A guerra era a dos anos 1980, e pelo Afeganistão de hoje passa outra guerra no
lugar daquela. Como estarão as crianças, que insistem em nascer? A mesma
preocupação se aplica às palestinas e, de outra maneira, às israelenses.
Se a África, em
regiões conflagradas ou não, fez alguma coisa para suas crianças tendo em vista
a lista da ONU, baseou-se apenas no rascunho do que ali era intenção. Sabemos
da penúria de povos que sofrem, ao lado da pobreza, a violência de estados
corruptos e a insanidade de grupos radicais como o Boko Haram, que, não por
acaso, elegem como alvo preferencial de ataque as crianças, em especial as
meninas. Ferir a inocência e apressar seu fim é uma orquestração bem pensada,
cujo intuito é melhor não compreender.

- Problema A -
No texto sobre as crianças em regiões de guerra, quem grupos radicais como o Boko Haram elegem como alvo preferencial de ataque?
- Problema B -
Dê continuidade ao texto sobre as crianças em regiões de guerra a partir do ponto em que ele termina.

- Dados fornecidos -
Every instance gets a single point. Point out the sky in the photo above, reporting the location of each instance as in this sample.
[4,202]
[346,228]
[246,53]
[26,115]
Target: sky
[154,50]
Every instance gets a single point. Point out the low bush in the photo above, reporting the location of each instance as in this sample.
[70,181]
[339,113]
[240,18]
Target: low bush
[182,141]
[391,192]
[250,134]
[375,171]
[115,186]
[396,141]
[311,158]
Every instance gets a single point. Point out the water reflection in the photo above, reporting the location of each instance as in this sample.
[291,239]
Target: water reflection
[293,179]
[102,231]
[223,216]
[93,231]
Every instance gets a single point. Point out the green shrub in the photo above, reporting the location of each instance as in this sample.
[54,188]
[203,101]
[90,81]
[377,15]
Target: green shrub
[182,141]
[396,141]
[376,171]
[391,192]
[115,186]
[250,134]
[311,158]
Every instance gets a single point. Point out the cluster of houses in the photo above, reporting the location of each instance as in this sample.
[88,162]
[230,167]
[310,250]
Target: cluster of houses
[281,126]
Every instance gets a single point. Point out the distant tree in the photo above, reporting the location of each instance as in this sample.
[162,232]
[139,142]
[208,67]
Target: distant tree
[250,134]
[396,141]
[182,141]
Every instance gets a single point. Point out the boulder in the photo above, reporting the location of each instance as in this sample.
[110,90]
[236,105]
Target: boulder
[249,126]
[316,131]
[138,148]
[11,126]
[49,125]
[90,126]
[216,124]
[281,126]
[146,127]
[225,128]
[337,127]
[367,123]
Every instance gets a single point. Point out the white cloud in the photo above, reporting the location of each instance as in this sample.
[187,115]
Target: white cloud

- Resultado do exercício A -
As crianças, em especial as meninas.

- Resultado do exercício B -
Eu erraria a
mão ao escrever a crônica, sabia disso desde a primeira frase. Todavia, neste
ano da graça de nosso Senhor, ano que faz questão de não jogar o pó da maldade para
baixo do tapete, não posso me dar ao luxo de cantarolar por aí o leve refrão de
Michael Sullivan e Paulo Massadas: “Hoje é o seu dia / que dia mais
feliz”. A felicidade tem passado longe.